Work request A:
According to the Starbucks quarterly results report, what portion of the company's Chinese outlets has been closed following the coronavirus outbreak?
Work request B:
Do these statements agree with the Starbucks quarterly results report? (i) Q1 revenue matched what analysts had projected. (ii) Starbucks lowered its full-year projections because of the closures in China. (iii) Comparable transactions grew 3%. Answer each with yes or no and quote the deciding words.

Document excerpt:
_ _ _ _ _ _ _

Coffee chain major Starbucks Corporation (NASDAQ: SBUX) on Tuesday posted a 7% increase in the revenues in Q1 to $7.1 billion, building on its top-line uptrend. This was in line with analysts’ projection.
Meanwhile, Q1 profit of $0.79 per share was 4 cents higher than the Wall Street view, despite the softness in margin performance and high costs.
Global comparable-store sales rose 5%, driven by a 3% rise in average ticket and a 2% growth in comparable transactions.
The company said more than half of its Chinese outlets have been closed following the outbreak of coronavirus. The coffee company expects this to be temporary and has kept its projections for the full year unchanged.
Starbucks’ global strategy, with a focus on enhancing customer experience through store remodeling and digital innovation, has been producing the desired results, especially in China where it has a delivery partnership with Alibaba (BABA).
The company has been recording decent comparable sales growth in China, a key market in terms of market share, despite intense competition from local player Luckin Coffee (LK).

_ _ _ _ _ _ _

Stored data entries:
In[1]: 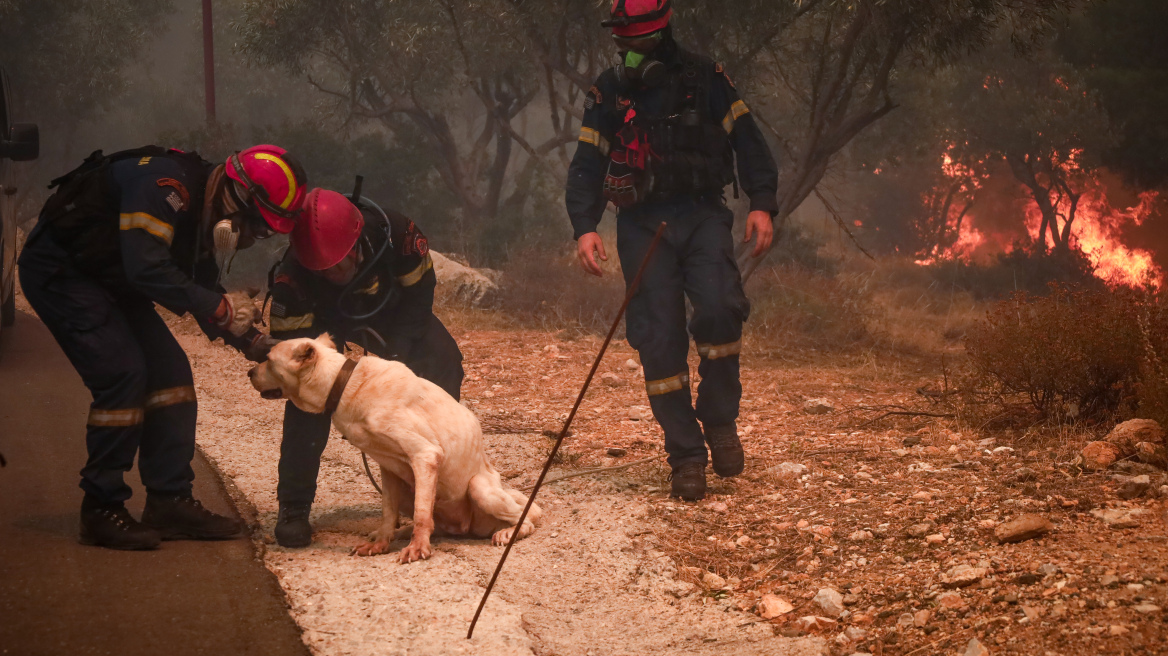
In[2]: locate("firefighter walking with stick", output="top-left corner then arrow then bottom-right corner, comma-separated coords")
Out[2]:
566,0 -> 778,501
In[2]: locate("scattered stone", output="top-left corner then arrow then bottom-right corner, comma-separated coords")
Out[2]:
994,515 -> 1055,543
804,398 -> 835,414
792,615 -> 835,633
1135,442 -> 1168,469
1080,441 -> 1121,472
1035,563 -> 1058,577
1014,572 -> 1042,586
770,462 -> 807,476
961,637 -> 989,656
758,594 -> 795,620
812,587 -> 843,617
702,572 -> 726,589
936,592 -> 965,610
1107,419 -> 1164,455
1115,474 -> 1152,500
1091,508 -> 1147,530
627,405 -> 653,421
1014,467 -> 1038,483
904,522 -> 933,539
941,565 -> 986,589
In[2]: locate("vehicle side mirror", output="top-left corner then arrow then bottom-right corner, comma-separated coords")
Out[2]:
0,123 -> 41,162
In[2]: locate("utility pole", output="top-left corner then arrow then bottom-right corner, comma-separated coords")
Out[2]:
203,0 -> 215,125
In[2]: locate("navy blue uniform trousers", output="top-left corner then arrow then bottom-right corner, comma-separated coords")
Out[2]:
276,316 -> 464,505
20,233 -> 197,504
617,198 -> 750,467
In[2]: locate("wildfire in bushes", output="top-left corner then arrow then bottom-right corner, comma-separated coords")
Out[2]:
917,154 -> 1168,287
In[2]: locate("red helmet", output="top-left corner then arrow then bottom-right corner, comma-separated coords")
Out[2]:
292,188 -> 364,271
600,0 -> 673,36
224,145 -> 308,235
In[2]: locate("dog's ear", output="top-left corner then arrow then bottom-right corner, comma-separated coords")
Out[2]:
292,342 -> 317,365
317,333 -> 336,350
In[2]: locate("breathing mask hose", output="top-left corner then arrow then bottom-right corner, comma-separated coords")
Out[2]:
336,192 -> 394,321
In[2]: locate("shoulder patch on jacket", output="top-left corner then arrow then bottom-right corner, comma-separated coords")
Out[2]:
584,84 -> 604,110
158,177 -> 190,211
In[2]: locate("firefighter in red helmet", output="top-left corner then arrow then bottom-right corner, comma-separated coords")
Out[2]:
20,141 -> 307,550
271,189 -> 463,547
566,0 -> 778,500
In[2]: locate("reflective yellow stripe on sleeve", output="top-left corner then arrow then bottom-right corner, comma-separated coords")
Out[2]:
85,407 -> 142,428
272,312 -> 317,333
118,211 -> 174,246
146,385 -> 195,410
645,371 -> 689,397
579,127 -> 612,155
697,340 -> 742,360
722,100 -> 750,134
397,253 -> 434,287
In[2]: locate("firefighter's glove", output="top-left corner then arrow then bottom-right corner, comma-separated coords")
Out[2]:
211,292 -> 260,337
243,330 -> 280,362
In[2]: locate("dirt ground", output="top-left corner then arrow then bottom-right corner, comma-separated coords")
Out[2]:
173,312 -> 826,656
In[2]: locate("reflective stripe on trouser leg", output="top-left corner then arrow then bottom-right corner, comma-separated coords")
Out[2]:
617,210 -> 709,467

_ _ _ _ _ _ _

Result A:
More than half.

Result B:
(i) Yes: "This was in line with analysts’ projection."
(ii) No: "has kept its projections for the full year unchanged"
(iii) No: "a 2% growth in comparable transactions"